§ **SOURCE EXCERPT**:
┌──

Re: [PATCH 3/9] readahead: record readahead patterns

[Date Prev][Date Next][Thread Prev][Thread Next][Date Index][Thread Index]

 



On Tue 29-11-11 21:09:03, Wu Fengguang wrote:
> Record the readahead pattern in ra->pattern and extend the ra_submit()
> parameters, to be used by the next readahead tracing/stats patches.
> 
> 7 patterns are defined:
> 
>       	pattern			readahead for
> -----------------------------------------------------------
> 	RA_PATTERN_INITIAL	start-of-file read
> 	RA_PATTERN_SUBSEQUENT	trivial sequential read
> 	RA_PATTERN_CONTEXT	interleaved sequential read
> 	RA_PATTERN_OVERSIZE	oversize read
> 	RA_PATTERN_MMAP_AROUND	mmap fault
> 	RA_PATTERN_FADVISE	posix_fadvise()
> 	RA_PATTERN_RANDOM	random read
> 
> Note that random reads will be recorded in file_ra_state now.
> This won't deteriorate cache bouncing because the ra->prev_pos update
> in do_generic_file_read() already pollutes the data cache, and
> filemap_fault() will stop calling into us after MMAP_LOTSAMISS.

└──

Detection examples:
┌──

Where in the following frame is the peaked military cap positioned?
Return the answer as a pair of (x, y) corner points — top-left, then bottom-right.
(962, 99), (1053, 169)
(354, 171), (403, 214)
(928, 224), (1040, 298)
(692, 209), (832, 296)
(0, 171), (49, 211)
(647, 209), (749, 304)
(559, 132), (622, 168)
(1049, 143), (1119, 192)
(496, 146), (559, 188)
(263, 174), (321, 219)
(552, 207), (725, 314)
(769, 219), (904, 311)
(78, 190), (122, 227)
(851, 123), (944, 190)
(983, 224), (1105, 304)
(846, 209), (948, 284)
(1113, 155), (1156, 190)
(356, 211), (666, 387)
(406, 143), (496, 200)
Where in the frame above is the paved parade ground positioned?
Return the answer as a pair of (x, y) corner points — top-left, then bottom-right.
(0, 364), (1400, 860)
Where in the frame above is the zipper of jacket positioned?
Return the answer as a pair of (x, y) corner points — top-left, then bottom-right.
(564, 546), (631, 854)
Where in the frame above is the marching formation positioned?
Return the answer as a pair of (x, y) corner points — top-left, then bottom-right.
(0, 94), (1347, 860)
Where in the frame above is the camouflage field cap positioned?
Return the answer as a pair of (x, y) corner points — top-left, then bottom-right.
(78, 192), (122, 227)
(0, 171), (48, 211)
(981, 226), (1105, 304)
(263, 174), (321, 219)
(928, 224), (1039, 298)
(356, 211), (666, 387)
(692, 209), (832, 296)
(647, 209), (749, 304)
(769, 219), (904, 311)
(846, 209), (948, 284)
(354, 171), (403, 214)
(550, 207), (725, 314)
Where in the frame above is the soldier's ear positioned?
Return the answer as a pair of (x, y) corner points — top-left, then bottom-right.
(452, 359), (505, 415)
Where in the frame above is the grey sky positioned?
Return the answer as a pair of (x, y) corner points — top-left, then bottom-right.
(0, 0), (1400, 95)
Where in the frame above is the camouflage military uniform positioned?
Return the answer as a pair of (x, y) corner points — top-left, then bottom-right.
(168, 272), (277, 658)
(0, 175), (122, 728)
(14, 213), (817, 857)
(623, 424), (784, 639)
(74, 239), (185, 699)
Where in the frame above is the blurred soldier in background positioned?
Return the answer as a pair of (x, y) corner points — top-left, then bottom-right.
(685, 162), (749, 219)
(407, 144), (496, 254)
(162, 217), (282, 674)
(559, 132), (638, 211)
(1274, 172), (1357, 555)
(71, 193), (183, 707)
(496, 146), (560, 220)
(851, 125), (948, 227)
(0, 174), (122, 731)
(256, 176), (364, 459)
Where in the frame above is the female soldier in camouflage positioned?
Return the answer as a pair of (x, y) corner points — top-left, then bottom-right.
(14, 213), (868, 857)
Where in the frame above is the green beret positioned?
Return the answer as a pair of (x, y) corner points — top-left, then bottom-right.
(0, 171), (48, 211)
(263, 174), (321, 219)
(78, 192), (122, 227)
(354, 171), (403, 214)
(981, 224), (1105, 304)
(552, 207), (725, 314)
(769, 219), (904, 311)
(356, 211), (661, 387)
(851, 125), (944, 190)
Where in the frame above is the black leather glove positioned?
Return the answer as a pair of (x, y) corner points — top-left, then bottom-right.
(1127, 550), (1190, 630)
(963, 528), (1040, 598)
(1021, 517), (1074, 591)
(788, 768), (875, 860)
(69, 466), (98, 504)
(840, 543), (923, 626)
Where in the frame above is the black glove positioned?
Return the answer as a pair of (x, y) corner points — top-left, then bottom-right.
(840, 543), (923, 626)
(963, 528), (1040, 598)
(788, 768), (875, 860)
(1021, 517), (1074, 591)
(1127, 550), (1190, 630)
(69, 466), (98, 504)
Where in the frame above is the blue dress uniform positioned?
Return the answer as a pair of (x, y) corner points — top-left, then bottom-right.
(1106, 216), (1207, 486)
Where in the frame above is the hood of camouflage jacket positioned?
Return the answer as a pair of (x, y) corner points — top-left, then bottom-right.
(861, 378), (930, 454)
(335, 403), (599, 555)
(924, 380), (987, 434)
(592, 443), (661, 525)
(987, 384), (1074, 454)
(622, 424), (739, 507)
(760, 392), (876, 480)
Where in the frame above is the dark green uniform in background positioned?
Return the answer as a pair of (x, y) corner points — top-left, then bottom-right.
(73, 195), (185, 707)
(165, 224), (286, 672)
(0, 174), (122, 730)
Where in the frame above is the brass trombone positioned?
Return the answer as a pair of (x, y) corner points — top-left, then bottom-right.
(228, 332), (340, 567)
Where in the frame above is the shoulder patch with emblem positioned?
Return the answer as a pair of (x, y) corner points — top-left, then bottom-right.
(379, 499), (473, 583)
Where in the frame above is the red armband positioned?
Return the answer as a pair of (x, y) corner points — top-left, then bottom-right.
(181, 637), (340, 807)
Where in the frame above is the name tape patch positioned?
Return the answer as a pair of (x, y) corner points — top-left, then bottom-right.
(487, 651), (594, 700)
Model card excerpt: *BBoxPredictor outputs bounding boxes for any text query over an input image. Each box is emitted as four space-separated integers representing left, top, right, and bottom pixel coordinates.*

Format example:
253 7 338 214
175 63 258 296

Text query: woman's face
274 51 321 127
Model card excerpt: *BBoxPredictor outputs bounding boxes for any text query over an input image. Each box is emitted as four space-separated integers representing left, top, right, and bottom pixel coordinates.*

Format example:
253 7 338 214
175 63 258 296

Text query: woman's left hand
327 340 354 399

└──

§ **TASK REQUIREMENTS**:
1. Condense the paragraph in the readahead patch excerpt that begins "Note that random reads" into a shorter version that keeps its main facts.
2. Extend the readahead patch excerpt, picking up after its final sentence.

§ **FINAL RESULTS**:
1. Random reads will now be recorded in file_ra_state. This will not worsen cache bouncing for two reasons: the ra->prev_pos update in do_generic_file_read() already pollutes the data cache, and filemap_fault() stops calling into this code after MMAP_LOTSAMISS.

2.
> 
> CC: Ingo Molnar <mingo@xxxxxxx>
> CC: Jens Axboe <axboe@xxxxxxxxx>
> CC: Peter Zijlstra <a.p.zijlstra@xxxxxxxxx>
> Acked-by: Rik van Riel <riel@xxxxxxxxxx>
> Signed-off-by: Wu Fengguang <fengguang.wu@xxxxxxxxx>
  The patch looks OK. You can add:
Acked-by: Jan Kara <jack@xxxxxxx>

								Honza

> ---
>  include/linux/fs.h |   36 +++++++++++++++++++++++++++++++++++-
>  include/linux/mm.h |    4 +++-
>  mm/filemap.c       |    3 ++-
>  mm/readahead.c     |   29 ++++++++++++++++++++++-------
>  4 files changed, 62 insertions(+), 10 deletions(-)
> 
> --- linux-next.orig/include/linux/fs.h	2011-11-28 21:21:05.000000000 +0800
> +++ linux-next/include/linux/fs.h	2011-11-29 10:23:41.000000000 +0800
> @@ -945,11 +945,45 @@ struct file_ra_state {
>  					   there are only # of pages ahead */
>  
>  	unsigned int ra_pages;		/* Maximum readahead window */
> -	unsigned int mmap_miss;		/* Cache miss stat for mmap accesses */
> +	u16 mmap_miss;			/* Cache miss stat for mmap accesses */
> +	u8 pattern;			/* one of RA_PATTERN_* */
> +
>  	loff_t prev_pos;		/* Cache last read() position */
>  };
>  
>  /*
> + * Which policy makes decision to do the current read-ahead IO?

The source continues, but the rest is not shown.